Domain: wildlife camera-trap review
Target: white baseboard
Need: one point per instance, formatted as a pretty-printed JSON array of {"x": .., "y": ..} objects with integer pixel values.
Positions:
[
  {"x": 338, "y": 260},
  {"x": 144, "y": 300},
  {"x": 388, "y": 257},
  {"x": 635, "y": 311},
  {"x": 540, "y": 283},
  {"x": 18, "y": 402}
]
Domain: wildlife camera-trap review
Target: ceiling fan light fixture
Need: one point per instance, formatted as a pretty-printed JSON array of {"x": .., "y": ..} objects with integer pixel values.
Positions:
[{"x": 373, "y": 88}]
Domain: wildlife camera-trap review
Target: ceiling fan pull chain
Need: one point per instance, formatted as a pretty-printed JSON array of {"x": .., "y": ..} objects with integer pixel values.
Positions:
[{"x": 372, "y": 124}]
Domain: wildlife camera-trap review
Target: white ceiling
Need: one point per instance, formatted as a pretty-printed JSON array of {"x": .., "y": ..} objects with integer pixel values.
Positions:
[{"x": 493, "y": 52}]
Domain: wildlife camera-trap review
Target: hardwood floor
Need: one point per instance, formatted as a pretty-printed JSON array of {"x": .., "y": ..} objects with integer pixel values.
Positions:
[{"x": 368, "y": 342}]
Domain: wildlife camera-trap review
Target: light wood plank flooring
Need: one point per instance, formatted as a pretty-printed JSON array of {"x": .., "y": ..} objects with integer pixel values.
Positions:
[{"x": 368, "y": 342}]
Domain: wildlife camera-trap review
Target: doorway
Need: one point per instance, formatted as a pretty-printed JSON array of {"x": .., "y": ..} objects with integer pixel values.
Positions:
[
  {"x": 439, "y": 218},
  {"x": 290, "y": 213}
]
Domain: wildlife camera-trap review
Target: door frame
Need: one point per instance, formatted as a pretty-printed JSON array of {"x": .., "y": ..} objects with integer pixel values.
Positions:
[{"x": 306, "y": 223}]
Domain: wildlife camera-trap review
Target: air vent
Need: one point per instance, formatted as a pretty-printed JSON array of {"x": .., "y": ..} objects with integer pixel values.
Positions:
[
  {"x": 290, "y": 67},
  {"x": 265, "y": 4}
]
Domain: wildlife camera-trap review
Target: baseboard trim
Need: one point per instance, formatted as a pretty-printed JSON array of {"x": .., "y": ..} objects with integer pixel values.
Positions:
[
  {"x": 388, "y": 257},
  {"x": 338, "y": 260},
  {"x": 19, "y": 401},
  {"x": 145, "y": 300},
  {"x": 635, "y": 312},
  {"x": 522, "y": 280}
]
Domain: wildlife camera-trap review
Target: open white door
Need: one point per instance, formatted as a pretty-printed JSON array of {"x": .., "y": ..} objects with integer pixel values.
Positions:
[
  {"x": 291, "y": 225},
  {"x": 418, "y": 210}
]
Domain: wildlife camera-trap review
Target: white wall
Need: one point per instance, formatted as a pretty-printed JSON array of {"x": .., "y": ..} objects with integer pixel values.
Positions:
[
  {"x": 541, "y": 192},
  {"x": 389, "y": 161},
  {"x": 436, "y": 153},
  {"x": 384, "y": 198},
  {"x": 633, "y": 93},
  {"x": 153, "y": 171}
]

※

_EXERCISE AIM_
Find out how many lines in the data above hold the word "ceiling". Write only the number.

_RESULT OF THIS TASK_
3